- _Problem description_
Retype, word for word, the stretch of the passage on race and empathy from "A discussion is" through "an unfair advantage.".

- _Passage to read_

%%

Members of the black community have a lot of things to say about this. In the safety of homes, churches, and barbershops—safe zones– we’ve accumulated a number of arguments regarding why we are disbelieved. One theory is that at the end of the day we still seem different on some base-level. So we’ve had those niches of African-Americans who changed themselves to appear more white appealing—non-black spouses for mixed raced children, shunning “black” music, art and culture to appeal to whiter worlds– but they still aren’t believed. Some suggest it has something to do with respectability politics. They think maybe, if they look credible that they will be believed. They peacock in their suits, ties, and clean shaven haircuts cleaned of black curls and naps. They aren’t believed either. Some look to logos for their arguments, and dig deep into calm, calculated answers with strong evidence. They definitely aren’t believed and are in fact often shunned as “preachy”.

An impasse has developed along with an answer: because white privilege in itself describes a system of privileges that is experienced on a micro and macro-level it becomes harder to empathize. When another person has to come up with convoluted analogies about how blackness is experienced in this country and how whiteness benefits, it only further justifies the existence of that said thing.

When someone says it hurt like a wound, you are able to sympathize to an experience of pain you’ve have earlier in your life. When someone says they were hurt by the death of a loved one, everyone understands this profound sense of loss. When someone experiences heartbreak, it is one of the easiest intangible emotions to recall mentally. On the other hand, when I say that I was hurt by being called a Nigger, a Coon, a Thug, or how cultural appropriation affects me emotionally and spiritually, I am forced to paint a picture to justify my emotions and forcefully invoke empathy. I am then also forced to access my credibility on this, and then I am challenged logically. I have to work twice as hard to access a basic human empathy that says believe that I am in pain, and know that you have the ability to end it with just your actions.

A discussion is necessary for many of these stigmas and problems to be adjusted. Systematic Oppression and White Privilege were all built and subsequently woven into the state of imperialized countries with the understanding that it is subconscious and silent yet still obvious. I can’t help but think about what would have happened if my teacher had told that childhood enemy of mine that using those words were wrong and how it would have affected him. In many ways, it justified my blossoming perspective of blackness in this country. There might actually be more cows with spots in this world, if people were willing to discuss race openly—and respectfully to those who are at risk—and consider the idea that maybe they are at an unfair advantage.

%%

- _Exercise data_

%%

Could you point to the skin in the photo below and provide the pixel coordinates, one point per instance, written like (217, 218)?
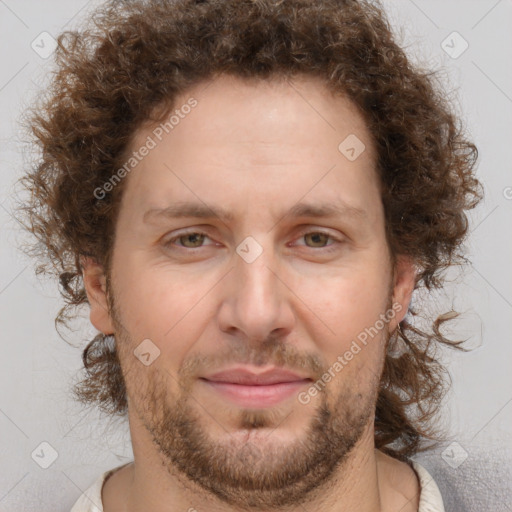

%%

- _Output of the exercise_
A discussion is necessary for many of these stigmas and problems to be adjusted. Systematic Oppression and White Privilege were all built and subsequently woven into the state of imperialized countries with the understanding that it is subconscious and silent yet still obvious. I can’t help but think about what would have happened if my teacher had told that childhood enemy of mine that using those words were wrong and how it would have affected him. In many ways, it justified my blossoming perspective of blackness in this country. There might actually be more cows with spots in this world, if people were willing to discuss race openly—and respectfully to those who are at risk—and consider the idea that maybe they are at an unfair advantage.